[[ PAGE EXTRACT, beginning ]]

A correct computation can still be framed as the wrong thing. This was the EQA failure. It can return in a new lane under a new name.
The honest claim is narrow: MICA makes cheap slop more expensive. It does not make expensive slop automatically catchable.
9. What We Learned

This archive is small by industry standards: 56 math records, 34 biomolecular-validation experiments or cards, 2 compliance audits, roughly 90 experiments, and more than 300 files.
That was enough to teach four lessons.
First, markdown policy alone does not survive AI-assisted maintenance. The 151-mismatch fallback drift proved it.
Second, the rule list is where the policy lives. The playbook is the human layer. The validator is the structural gate. The workflow is the enforcement surface.
Third, the gate works best before code is touched. PR-time checks are necessary, but by then the maintainer is already reviewing content that should have been constrained earlier.
Fourth, the pipeline only refuses cheap slop. It does not verify molecules, fold proteins, or confirm that every citation points to the right source. That work remains external.

[[ PAGE EXTRACT, end ]]

→ EXERCISE DESCRIPTION
Reproduce the page extract starting with "A correct computation" and going on through "slop automatically catchable.", substituting "output" for each occurrence of "slop".

[[ DATA, beginning ]]

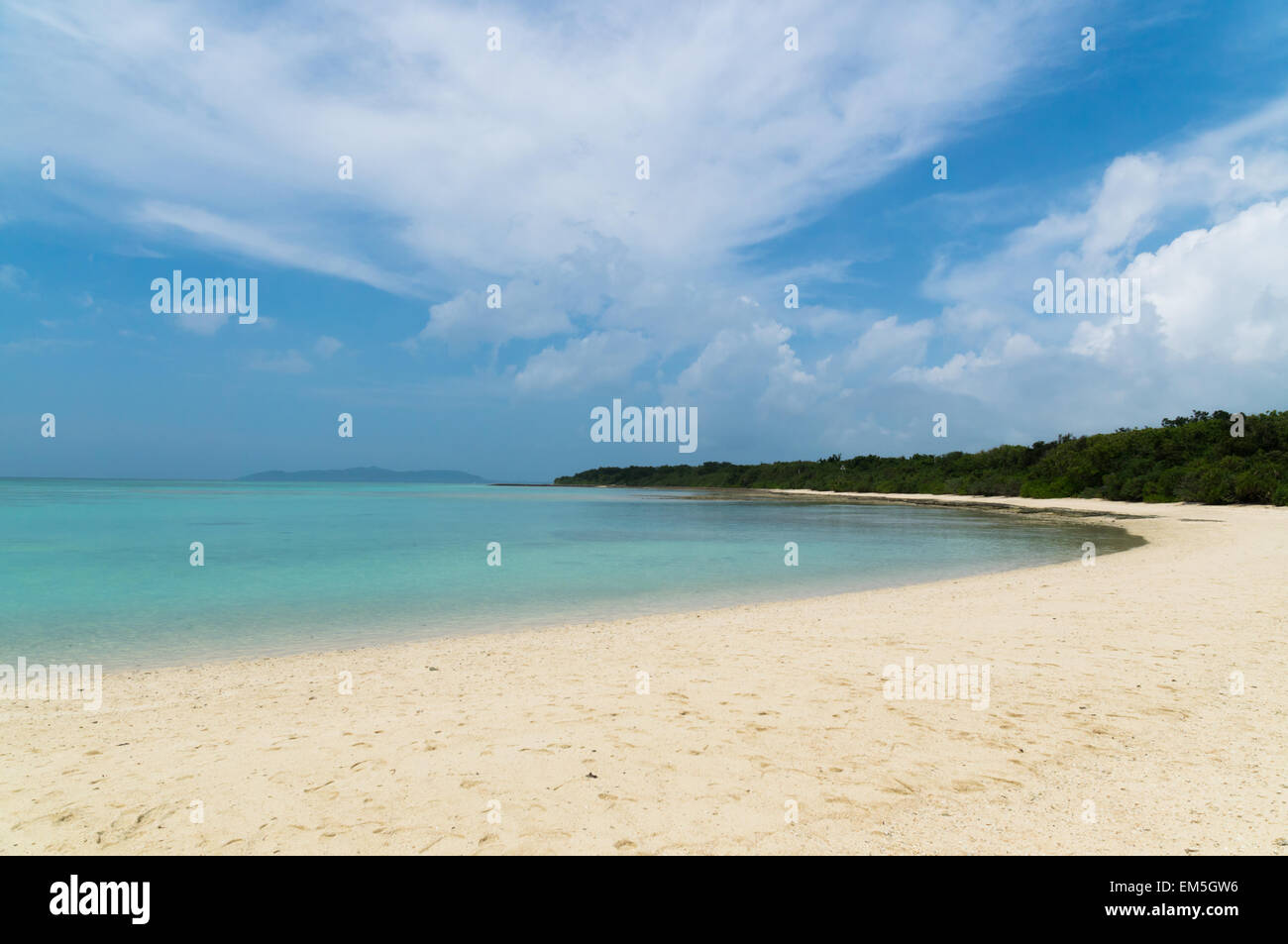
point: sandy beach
(1113, 725)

[[ DATA, end ]]

→ ANSWER
A correct computation can still be framed as the wrong thing. This was the EQA failure. It can return in a new lane under a new name.
The honest claim is narrow: MICA makes cheap output more expensive. It does not make expensive output automatically catchable.